▶ _Passage given_
◆ ◆ ◆ ◆
Average price realisation per boe was US$ 95.2 in Q2 2008 and for Q2 2007 was US$ 50.4. The consolidated Profit before tax for Q2 2008 was Rs.2,196 million (US$ 52.7 million) as compared with a loss of Rs. 312 million (US$ 7.6 million) for Q2 2007. The consolidated Profit after provision for tax (including deferred tax and FBT) for Q2 2008 was Rs.1,385.8 million (US$ 33.3 million) as compared with a loss of Rs. 714.4 million (US$ 17.3 million) for Q2 2007.

Tax (including current tax and deferred tax) is calculated at entity level and not on a consolidated basis; losses arising within one jurisdiction are not available for offset against profit arising in another. Amounts shown in US$ are converted based on an average exchange rate for the Q2 2008 of 41.65 for revenue items and at the closing exchange rate as on 30th June 2008 of 42.89 in respect of cash balance (average rate of Q2 2007 was

Rahul Dhir, Chief Executive Officer, said, "The construction of the Rajasthan project is now well underway to provide much needed additional domestic crude supplies in the second half of 2009. The development of both the pipeline and its associated operations along with the processing facilities at Mangala are on track and all the major contracts for vital equipment have been placed in competitive market conditions. In addition Cairn India continues to source new acreage to help build future growth opportunities."


Gross operated production in India for the second quarter of 2008 was 71,082 boepd (18,764 working interest boepd).

RAJASTHAN BASIN - North West India
Block RJ-ON-90/1
Development - Upstream (Cairn India 70% (Operator); ONGC 30%)

Oil field development work at the Cairn India’s world class discovery in Rajasthan is in full flow. The integrated upstream and midstream development is on course to produce first oil from Mangala in the second half of 2009.

Development - Midstream (Cairn India 70% (Operator); ONGC 30%)

Cairn India is confident that it will be able to deliver first oil from Mangala by H2 2009. In keeping with the H2 2009 schedule, all major contracts works and construction have been awarded in Rajasthan, and long lead time items have been either ordered or procured. L&T are well advanced with the detailed engineering and procurement and construction has commenced on the 24” Insulated Crude Oil Pipeline, 8” Gas Pipeline and above ground installations (AGI).

The Engineering Procurement Contract for the Viramgam Terminal has been awarded to Indian Oil Tanking Limited after the completion of the initial Land Development works by Janak Construction Limited. Jindal SAW Ltd in association with Perma-pipe Middle East FZE has been awarded the supply contract for the 24" insulated linepipe and 8" linepipe with three layer polyethylene coating. After design and installation of a completely bespoke insulation plant as an extension to the existing pipe mill in Mundra, Gujarat, the fully insulated
pipes are now available for use in the pipeline construction.
◆ ◆ ◆ ◆
▶ _Direction_
Write the next part of the Cairn India second-quarter 2008 update, starting right after its last sentence about the insulated pipes.

▶ _Recorded information_
◆ ◆ ◆ ◆
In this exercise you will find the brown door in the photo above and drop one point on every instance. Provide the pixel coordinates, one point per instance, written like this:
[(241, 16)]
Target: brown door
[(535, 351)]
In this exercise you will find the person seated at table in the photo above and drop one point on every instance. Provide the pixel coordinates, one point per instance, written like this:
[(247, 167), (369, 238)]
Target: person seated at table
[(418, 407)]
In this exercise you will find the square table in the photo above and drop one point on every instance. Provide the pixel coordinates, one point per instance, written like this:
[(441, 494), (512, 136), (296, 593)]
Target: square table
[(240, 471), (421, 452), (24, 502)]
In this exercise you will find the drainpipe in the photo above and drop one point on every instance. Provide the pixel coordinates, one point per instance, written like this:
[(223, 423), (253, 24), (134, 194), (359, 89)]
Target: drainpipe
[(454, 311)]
◆ ◆ ◆ ◆
▶ _Final answer_
32MW of electrical power is required for the heating system along the pipeline in the form of single 1MW gas engine units and GE Jenbacher in Austria have been awarded the full supply contract. The first units have recently undergone functioned load testing in Austria. Obtaining access to the land on which the pipeline will be built is well advanced under the RoU process in Gujarat and Rajasthan. The land for the first 25 heating stations (starting from Barmer) and the Viramgam Terminal has been acquired through direct negotiation with land owners and construction at these locations has started.

The GoI communication of April 30, 2008 accorded their consent to shift the delivery point from the outlet flange of the crude oil processing facility in Barmer to the Gujarat Coast. The proposed routing of the pipeline will allow access to an extensive existing pipeline infrastructure and refinery network, with a final coastal delivery point that also affords access to the majority of India’s refining capacity.

Northern Appraisal Area (Cairn India 100%)

A Declaration of Commerciality (DoC) for the three discoveries made in this area (Kameshwari West 2, 3 and 6) has been approved by the JV partners, along with a proposed new Development Area of 1,178 km2. The DoC is now awaiting approval from the GoI.

Exploration Overview Rajasthan and other assets

The 2008 exploration program is well underway and new acreage has been awarded in Sri Lanka and bids submitted in the NELP VII licensing round in India. The seismic acquisition carried out this year will position Cairn India for an extensive drilling program in 2009.

A rig has been contracted to drill up to five wells in RJ-ON-90/1 starting in Q3 2008, including drilling of under-explored plays within the basin. An important well in GV-ONN-2002/1, in the state of Bihar, which will test the potential of this part of the frontier Ganga Basin, is scheduled for Q4 2008.

The Government of Sri Lanka has awarded an exploration license to explore for oil and natural gas in the Mannar Basin, to Cairn India. The Petroleum Resources Agreement for the offshore block SL 2007-01-001 was signed in July 2008. The block covers approximately 3,000 Km2 in water depths of 200 meters to 1800 meters.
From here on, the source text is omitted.